**PAGE EXTRACT**
========================================================================
Dr. Blunt explained that the Let’s Talk Teaching (LTT) seminars aim to maintain faculty excitement about teaching, an often demanding profession, and one that plays a vital role in the overall performance appraisal of a university and its subsequent appeal to prospective students. Dr. Blunt, who presents and facilitates many of the LTT seminars, said that approximately 50 faculty members from all schools attend the seminars each term. In addition to providing educational issues of interest, LTT serves as a forum for faculty to share with colleagues their successes with experimental and innovative methods of teaching.
In general, LTT emphasizes the need to integrate teaching with assessment through effective course planning; the result being increased student participation and active learning both inside and outside the lecture halls. “Classroom Assessment Techniques (CATs)” are definitive ways of obtaining useful information on what, how much, and how well students are learning. When applied regularly, they will encourage students to engage in “higher-order learning” rather than simply relying on memorization.
LTT has also been successful in incorporating technology’s continuously changing impact on teaching. Dr. Blunt has presented several seminars that address the role of emerging technologies, and how they change the way instructors teach and students learn.
He credits IT training, led by Avril Best, for providing an important complement to the LTT program. With the introduction four years ago of ANGEL as an online course management system, followed soon after by lecture recordings using Sonic Foundry, St. George’s University’s faculty has achieved a high level of proficiency in managing computer-based learning. “The partnership between IT and LTT,” said Dr. Blunt, “helps to optimize the educational value of new technologies. The recent introduction of TurningPoint student response systems (clickers) is a case in point. Students report that the technology (which allows students to participate in presentations or lectures by submitting responses to interactive questions via a hand held keypad), is useful and adds significantly to the value of lectures.”
========================================================================
**ENTRIES SHOWN**
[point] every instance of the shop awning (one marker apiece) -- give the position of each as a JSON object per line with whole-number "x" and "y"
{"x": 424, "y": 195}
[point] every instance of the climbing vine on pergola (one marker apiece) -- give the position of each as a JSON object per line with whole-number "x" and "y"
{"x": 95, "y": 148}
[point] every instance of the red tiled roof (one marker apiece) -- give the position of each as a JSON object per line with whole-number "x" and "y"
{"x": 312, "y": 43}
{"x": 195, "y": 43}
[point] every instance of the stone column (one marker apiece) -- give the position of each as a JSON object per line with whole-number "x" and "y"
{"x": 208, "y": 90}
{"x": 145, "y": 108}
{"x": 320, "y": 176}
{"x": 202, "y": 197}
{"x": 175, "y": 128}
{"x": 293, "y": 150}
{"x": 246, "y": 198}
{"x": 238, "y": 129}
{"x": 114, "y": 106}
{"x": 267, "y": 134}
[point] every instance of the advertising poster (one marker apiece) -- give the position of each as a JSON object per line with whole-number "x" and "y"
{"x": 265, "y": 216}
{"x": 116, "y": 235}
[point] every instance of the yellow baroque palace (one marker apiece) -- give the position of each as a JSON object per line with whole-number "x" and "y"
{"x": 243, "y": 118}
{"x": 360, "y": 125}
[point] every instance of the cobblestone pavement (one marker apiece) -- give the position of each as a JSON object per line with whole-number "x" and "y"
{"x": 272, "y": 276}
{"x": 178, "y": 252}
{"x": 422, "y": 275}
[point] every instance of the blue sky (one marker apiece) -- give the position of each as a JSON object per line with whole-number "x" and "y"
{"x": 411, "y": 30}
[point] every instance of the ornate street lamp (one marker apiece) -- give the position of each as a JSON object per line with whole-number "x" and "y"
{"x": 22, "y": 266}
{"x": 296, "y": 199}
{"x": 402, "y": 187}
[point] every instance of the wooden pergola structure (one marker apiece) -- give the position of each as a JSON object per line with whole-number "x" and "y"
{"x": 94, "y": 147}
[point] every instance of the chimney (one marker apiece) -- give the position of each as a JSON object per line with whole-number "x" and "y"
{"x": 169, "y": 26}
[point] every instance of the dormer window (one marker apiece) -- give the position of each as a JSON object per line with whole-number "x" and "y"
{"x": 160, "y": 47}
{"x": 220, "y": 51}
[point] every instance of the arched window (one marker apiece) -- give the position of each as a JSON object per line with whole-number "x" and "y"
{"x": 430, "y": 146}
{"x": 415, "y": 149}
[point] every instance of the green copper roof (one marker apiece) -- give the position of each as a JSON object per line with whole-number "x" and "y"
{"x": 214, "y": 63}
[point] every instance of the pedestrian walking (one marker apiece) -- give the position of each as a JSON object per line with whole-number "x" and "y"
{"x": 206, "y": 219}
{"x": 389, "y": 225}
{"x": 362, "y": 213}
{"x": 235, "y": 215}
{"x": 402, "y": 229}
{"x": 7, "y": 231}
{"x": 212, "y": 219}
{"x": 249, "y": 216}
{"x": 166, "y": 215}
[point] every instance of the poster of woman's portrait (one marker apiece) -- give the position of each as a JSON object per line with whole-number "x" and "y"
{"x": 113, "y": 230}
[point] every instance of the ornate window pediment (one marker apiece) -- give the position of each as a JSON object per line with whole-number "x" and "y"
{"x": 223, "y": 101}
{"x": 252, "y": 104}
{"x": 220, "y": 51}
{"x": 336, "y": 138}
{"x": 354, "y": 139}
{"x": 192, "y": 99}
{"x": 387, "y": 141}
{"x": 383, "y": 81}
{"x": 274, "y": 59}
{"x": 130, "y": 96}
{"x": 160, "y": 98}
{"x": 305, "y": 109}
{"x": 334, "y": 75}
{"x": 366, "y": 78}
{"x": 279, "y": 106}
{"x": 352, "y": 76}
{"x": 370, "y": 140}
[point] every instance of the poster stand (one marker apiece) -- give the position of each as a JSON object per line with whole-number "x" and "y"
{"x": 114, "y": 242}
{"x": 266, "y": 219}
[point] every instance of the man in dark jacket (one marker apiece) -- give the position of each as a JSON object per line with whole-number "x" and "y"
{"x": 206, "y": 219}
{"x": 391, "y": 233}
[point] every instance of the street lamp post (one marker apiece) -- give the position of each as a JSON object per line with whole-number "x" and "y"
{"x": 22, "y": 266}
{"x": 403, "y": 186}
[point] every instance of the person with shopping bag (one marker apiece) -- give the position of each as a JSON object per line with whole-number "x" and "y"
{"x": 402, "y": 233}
========================================================================
**TASKS FOR THIS EXERCISE**
**A)** Answer these from the Let's Talk Teaching passage:
(i) About how many faculty members attend the seminars each term?
(ii) Who leads IT training?
(iii) What three things do Classroom Assessment Techniques give information on?
**B)** Name every technology product mentioned by name in the Let's Talk Teaching passage.

**TASK SOLUTIONS**
**A)**
(i) Approximately 50 faculty members from all schools.
(ii) Avril Best.
(iii) What, how much, and how well students are learning.

**B)**
ANGEL (online course management system)
Sonic Foundry (lecture recordings)
TurningPoint (student response systems, or clickers)